* [Prompt] Below are records; print only the lines from the line containing "The pointer SHOULD provide one marker per instance of the wispy" to the end, both included, reproduced exactly and without the pictures.

** Start Exercise material **

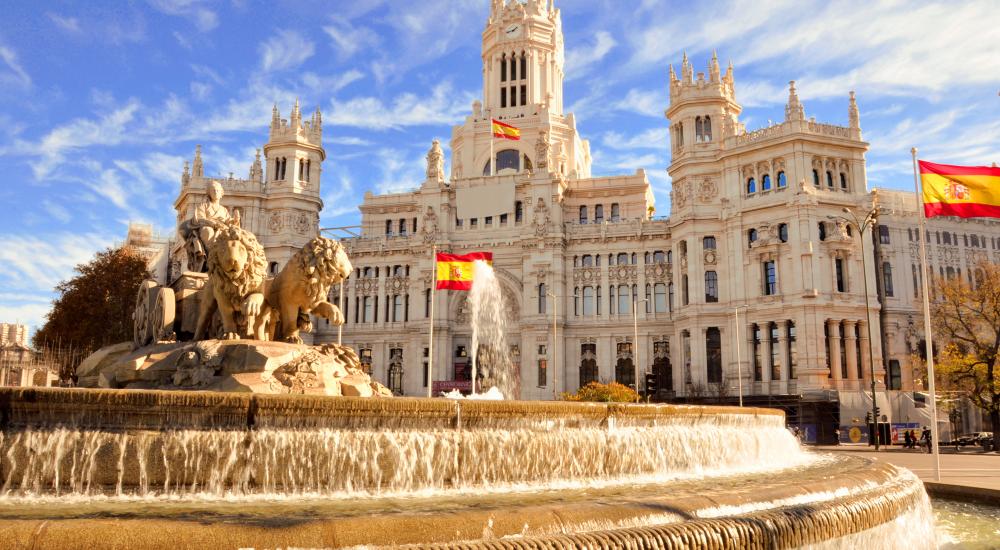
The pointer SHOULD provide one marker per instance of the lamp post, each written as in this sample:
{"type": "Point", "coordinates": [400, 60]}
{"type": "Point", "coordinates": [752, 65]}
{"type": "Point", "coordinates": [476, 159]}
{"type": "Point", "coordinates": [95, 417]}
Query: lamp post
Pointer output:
{"type": "Point", "coordinates": [863, 225]}
{"type": "Point", "coordinates": [739, 358]}
{"type": "Point", "coordinates": [635, 334]}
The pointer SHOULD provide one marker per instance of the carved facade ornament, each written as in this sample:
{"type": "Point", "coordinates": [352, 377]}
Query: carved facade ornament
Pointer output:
{"type": "Point", "coordinates": [707, 190]}
{"type": "Point", "coordinates": [542, 150]}
{"type": "Point", "coordinates": [435, 162]}
{"type": "Point", "coordinates": [541, 222]}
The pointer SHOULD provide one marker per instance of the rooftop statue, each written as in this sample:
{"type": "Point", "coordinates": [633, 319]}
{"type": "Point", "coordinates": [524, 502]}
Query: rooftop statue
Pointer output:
{"type": "Point", "coordinates": [198, 232]}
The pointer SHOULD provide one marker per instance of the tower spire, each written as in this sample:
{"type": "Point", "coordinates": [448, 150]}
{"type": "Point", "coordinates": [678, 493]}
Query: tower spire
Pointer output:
{"type": "Point", "coordinates": [794, 111]}
{"type": "Point", "coordinates": [853, 116]}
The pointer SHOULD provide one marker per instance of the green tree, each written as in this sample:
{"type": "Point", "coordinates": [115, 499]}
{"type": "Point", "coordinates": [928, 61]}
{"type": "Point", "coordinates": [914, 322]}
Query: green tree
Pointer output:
{"type": "Point", "coordinates": [94, 308]}
{"type": "Point", "coordinates": [967, 332]}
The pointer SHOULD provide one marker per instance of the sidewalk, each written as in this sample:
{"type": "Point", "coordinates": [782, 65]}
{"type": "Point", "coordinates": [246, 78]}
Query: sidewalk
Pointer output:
{"type": "Point", "coordinates": [964, 469]}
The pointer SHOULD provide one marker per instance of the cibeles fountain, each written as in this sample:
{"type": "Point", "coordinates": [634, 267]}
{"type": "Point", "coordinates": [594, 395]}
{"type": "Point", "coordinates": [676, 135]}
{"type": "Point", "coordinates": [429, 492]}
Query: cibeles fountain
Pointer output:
{"type": "Point", "coordinates": [217, 428]}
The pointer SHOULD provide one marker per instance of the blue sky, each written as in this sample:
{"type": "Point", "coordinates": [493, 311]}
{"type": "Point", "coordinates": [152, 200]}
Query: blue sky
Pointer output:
{"type": "Point", "coordinates": [101, 102]}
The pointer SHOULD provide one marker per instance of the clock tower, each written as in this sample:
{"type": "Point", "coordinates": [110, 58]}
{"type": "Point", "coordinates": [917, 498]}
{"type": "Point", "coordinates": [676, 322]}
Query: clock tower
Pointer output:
{"type": "Point", "coordinates": [523, 87]}
{"type": "Point", "coordinates": [523, 57]}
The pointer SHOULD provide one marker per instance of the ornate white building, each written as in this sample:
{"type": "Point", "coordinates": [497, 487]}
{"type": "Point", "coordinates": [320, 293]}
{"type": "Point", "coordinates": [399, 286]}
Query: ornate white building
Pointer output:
{"type": "Point", "coordinates": [756, 232]}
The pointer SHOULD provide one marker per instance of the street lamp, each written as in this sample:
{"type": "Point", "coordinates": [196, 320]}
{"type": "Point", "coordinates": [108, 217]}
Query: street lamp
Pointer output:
{"type": "Point", "coordinates": [863, 225]}
{"type": "Point", "coordinates": [635, 333]}
{"type": "Point", "coordinates": [739, 358]}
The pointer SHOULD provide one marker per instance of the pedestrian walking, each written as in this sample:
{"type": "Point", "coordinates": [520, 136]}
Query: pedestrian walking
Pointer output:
{"type": "Point", "coordinates": [926, 436]}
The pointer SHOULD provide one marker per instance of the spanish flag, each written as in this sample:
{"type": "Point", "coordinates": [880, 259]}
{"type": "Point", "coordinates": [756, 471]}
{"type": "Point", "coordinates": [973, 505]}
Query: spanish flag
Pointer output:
{"type": "Point", "coordinates": [505, 131]}
{"type": "Point", "coordinates": [454, 271]}
{"type": "Point", "coordinates": [963, 191]}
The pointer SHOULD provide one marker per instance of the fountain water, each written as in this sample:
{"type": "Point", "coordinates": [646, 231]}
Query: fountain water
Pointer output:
{"type": "Point", "coordinates": [488, 317]}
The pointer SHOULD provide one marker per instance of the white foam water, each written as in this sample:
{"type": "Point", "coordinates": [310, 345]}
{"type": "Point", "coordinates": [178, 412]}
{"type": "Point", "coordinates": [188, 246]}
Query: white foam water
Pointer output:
{"type": "Point", "coordinates": [488, 318]}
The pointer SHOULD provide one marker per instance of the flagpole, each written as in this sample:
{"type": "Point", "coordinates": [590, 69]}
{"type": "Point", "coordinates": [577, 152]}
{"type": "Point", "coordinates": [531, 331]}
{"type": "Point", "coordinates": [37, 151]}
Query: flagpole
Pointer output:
{"type": "Point", "coordinates": [927, 318]}
{"type": "Point", "coordinates": [430, 344]}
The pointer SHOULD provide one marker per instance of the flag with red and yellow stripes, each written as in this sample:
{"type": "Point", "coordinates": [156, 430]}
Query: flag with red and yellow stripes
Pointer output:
{"type": "Point", "coordinates": [963, 191]}
{"type": "Point", "coordinates": [455, 271]}
{"type": "Point", "coordinates": [505, 131]}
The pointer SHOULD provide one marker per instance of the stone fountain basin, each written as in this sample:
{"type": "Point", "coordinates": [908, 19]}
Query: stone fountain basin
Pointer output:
{"type": "Point", "coordinates": [770, 507]}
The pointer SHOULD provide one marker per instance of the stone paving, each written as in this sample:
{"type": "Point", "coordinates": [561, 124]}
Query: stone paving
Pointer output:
{"type": "Point", "coordinates": [972, 468]}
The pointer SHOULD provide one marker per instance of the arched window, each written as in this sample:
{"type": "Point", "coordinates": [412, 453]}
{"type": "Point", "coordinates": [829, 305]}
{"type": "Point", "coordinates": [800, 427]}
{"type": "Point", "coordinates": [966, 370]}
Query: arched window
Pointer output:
{"type": "Point", "coordinates": [588, 300]}
{"type": "Point", "coordinates": [711, 287]}
{"type": "Point", "coordinates": [660, 298]}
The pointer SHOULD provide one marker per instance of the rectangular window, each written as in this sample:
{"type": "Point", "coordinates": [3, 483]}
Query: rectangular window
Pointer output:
{"type": "Point", "coordinates": [887, 278]}
{"type": "Point", "coordinates": [839, 272]}
{"type": "Point", "coordinates": [758, 372]}
{"type": "Point", "coordinates": [775, 351]}
{"type": "Point", "coordinates": [770, 278]}
{"type": "Point", "coordinates": [792, 351]}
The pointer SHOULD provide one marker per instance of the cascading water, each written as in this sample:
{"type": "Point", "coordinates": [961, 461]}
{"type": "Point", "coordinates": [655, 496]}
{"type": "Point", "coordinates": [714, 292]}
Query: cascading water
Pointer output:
{"type": "Point", "coordinates": [488, 317]}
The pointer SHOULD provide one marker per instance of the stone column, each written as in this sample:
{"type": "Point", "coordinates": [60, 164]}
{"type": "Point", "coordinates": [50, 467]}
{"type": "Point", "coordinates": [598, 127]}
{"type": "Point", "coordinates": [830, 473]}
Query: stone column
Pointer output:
{"type": "Point", "coordinates": [765, 358]}
{"type": "Point", "coordinates": [833, 335]}
{"type": "Point", "coordinates": [783, 358]}
{"type": "Point", "coordinates": [851, 348]}
{"type": "Point", "coordinates": [865, 355]}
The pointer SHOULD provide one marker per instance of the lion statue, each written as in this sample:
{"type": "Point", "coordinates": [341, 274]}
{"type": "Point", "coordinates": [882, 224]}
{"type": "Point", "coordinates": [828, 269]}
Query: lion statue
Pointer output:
{"type": "Point", "coordinates": [236, 272]}
{"type": "Point", "coordinates": [302, 287]}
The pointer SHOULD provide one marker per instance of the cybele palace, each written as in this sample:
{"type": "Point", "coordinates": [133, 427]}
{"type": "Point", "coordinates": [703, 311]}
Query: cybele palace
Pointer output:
{"type": "Point", "coordinates": [753, 280]}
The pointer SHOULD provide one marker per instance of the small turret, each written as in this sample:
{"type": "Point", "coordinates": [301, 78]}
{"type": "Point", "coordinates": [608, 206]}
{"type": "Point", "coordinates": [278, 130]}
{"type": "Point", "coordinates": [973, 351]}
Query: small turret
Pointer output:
{"type": "Point", "coordinates": [197, 169]}
{"type": "Point", "coordinates": [853, 116]}
{"type": "Point", "coordinates": [794, 111]}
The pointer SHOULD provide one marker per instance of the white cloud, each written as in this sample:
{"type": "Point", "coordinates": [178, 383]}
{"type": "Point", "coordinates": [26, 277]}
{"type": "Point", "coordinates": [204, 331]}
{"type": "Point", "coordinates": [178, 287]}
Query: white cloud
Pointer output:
{"type": "Point", "coordinates": [653, 138]}
{"type": "Point", "coordinates": [349, 38]}
{"type": "Point", "coordinates": [645, 102]}
{"type": "Point", "coordinates": [204, 19]}
{"type": "Point", "coordinates": [443, 106]}
{"type": "Point", "coordinates": [14, 74]}
{"type": "Point", "coordinates": [579, 59]}
{"type": "Point", "coordinates": [56, 211]}
{"type": "Point", "coordinates": [68, 24]}
{"type": "Point", "coordinates": [286, 50]}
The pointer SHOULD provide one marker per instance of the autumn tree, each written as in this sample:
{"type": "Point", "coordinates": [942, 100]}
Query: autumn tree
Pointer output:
{"type": "Point", "coordinates": [966, 321]}
{"type": "Point", "coordinates": [94, 308]}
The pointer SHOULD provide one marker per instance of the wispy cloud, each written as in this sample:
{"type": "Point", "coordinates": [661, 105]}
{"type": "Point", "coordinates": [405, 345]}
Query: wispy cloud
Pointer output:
{"type": "Point", "coordinates": [287, 49]}
{"type": "Point", "coordinates": [204, 18]}
{"type": "Point", "coordinates": [11, 71]}
{"type": "Point", "coordinates": [443, 106]}
{"type": "Point", "coordinates": [580, 59]}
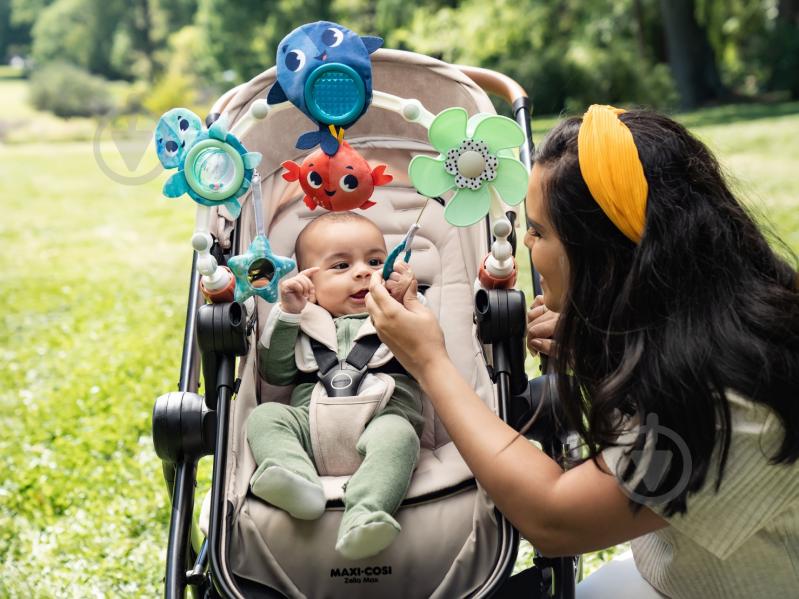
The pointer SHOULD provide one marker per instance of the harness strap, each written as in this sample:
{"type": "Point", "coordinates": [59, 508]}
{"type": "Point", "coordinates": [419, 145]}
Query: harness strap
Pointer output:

** End Exercise material **

* [Complete answer]
The pointer SHOULD provide one marker per instance of the wispy cloud, each written as in this sample:
{"type": "Point", "coordinates": [661, 105]}
{"type": "Point", "coordinates": [405, 345]}
Query: wispy cloud
Pointer output:
{"type": "Point", "coordinates": [287, 49]}
{"type": "Point", "coordinates": [204, 18]}
{"type": "Point", "coordinates": [11, 71]}
{"type": "Point", "coordinates": [443, 106]}
{"type": "Point", "coordinates": [580, 59]}
The pointer SHOULD provide one marker per instance of the harness strap, each written as in this sample:
{"type": "Point", "coordinates": [59, 508]}
{"type": "Point", "coordinates": [419, 145]}
Query: harness strap
Pointer output:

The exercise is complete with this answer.